• [PROBLEM TO WORK ON] Count the lines in the listing below that contain the word "market" and give only that number.

• [INPUT MATERIAL]
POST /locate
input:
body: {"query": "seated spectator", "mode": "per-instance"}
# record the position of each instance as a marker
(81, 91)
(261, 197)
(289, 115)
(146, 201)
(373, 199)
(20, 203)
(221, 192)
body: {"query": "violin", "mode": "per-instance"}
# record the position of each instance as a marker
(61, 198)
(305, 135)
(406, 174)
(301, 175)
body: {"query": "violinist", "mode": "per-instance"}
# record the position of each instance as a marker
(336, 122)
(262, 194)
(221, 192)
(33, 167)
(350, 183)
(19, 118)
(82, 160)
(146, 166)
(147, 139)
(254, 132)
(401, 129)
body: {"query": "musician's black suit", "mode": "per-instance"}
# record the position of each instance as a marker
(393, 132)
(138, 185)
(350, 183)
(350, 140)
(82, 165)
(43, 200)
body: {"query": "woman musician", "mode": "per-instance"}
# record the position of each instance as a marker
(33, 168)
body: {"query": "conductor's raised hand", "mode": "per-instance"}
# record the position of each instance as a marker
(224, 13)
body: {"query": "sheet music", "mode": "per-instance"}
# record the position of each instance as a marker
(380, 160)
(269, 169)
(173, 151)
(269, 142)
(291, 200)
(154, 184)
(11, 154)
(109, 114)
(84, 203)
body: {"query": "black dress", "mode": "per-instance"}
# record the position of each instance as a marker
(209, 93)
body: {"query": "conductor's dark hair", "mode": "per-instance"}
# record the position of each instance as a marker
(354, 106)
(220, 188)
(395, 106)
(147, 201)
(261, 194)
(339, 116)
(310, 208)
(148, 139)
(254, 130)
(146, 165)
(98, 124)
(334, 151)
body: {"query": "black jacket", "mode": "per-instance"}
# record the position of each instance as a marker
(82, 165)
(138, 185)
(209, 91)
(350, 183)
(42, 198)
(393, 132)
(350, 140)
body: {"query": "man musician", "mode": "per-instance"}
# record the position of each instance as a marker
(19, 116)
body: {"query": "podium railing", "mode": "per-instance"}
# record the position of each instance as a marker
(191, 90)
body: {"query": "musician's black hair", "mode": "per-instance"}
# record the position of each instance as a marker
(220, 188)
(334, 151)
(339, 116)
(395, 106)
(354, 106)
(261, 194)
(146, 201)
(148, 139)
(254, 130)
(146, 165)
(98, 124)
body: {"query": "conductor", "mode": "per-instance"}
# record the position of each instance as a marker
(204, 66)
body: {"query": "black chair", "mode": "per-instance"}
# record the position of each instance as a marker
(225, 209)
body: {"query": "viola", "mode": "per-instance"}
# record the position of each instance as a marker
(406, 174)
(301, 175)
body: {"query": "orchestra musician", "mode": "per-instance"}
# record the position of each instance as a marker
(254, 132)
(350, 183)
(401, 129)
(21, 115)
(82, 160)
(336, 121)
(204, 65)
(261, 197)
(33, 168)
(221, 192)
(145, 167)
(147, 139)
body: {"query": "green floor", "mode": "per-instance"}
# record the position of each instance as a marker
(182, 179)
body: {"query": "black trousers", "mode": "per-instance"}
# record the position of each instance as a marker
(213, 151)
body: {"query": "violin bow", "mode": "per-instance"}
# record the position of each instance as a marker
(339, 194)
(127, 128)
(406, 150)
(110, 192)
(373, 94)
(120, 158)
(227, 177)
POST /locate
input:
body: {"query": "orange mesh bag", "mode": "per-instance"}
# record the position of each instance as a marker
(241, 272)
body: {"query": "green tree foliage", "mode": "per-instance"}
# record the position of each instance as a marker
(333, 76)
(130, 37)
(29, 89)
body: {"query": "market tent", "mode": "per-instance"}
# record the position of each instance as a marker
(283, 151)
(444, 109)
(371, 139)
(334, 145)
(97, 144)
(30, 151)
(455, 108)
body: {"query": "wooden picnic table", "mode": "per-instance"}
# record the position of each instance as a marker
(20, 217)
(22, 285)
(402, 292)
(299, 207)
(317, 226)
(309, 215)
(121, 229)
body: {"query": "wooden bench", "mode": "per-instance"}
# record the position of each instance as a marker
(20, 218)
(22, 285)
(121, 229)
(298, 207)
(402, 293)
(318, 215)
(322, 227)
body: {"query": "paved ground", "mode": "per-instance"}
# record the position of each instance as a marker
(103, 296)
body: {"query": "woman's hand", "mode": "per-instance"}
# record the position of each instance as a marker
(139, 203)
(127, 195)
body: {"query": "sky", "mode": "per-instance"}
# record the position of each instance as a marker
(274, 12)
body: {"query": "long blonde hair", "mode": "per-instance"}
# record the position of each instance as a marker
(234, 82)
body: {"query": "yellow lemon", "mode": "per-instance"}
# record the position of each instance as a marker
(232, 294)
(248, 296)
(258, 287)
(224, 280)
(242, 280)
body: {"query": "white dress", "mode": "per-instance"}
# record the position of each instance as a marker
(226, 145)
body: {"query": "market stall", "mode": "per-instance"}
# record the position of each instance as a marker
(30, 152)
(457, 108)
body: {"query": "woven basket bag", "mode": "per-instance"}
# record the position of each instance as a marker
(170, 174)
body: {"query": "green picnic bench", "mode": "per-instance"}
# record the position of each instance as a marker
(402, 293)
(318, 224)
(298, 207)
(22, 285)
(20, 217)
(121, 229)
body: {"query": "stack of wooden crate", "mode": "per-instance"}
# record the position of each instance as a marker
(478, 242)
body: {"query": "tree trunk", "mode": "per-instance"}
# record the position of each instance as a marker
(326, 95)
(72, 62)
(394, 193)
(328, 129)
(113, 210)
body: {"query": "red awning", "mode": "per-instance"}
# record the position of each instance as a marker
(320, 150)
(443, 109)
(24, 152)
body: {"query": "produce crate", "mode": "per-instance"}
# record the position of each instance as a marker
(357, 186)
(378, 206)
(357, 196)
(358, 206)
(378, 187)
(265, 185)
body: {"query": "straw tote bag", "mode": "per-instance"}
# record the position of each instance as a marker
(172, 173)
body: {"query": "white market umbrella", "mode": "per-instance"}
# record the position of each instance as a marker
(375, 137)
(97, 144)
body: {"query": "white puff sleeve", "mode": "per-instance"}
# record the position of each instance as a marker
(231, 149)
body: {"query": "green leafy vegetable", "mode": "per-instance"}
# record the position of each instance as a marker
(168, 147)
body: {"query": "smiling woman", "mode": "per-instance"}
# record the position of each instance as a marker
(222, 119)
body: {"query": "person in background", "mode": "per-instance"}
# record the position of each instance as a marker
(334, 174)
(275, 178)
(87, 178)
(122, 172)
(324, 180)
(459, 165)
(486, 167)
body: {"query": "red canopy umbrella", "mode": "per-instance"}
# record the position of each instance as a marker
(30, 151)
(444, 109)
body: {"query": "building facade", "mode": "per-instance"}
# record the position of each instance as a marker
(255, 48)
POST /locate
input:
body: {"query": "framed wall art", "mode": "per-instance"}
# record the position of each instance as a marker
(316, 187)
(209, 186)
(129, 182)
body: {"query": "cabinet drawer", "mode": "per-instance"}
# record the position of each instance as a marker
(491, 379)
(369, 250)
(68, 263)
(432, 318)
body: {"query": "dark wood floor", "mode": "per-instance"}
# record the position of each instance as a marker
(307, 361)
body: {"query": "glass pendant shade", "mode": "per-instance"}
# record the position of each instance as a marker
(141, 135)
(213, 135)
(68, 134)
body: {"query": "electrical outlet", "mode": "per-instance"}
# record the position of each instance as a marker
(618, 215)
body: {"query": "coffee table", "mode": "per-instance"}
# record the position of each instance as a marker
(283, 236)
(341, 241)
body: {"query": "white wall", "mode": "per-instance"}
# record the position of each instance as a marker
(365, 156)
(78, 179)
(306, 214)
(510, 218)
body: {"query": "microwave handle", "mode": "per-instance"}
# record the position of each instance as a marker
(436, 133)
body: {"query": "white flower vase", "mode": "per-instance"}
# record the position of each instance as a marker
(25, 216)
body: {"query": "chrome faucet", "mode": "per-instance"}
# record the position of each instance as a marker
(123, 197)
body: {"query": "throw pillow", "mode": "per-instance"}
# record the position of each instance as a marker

• [PROBLEM SOLUTION] 3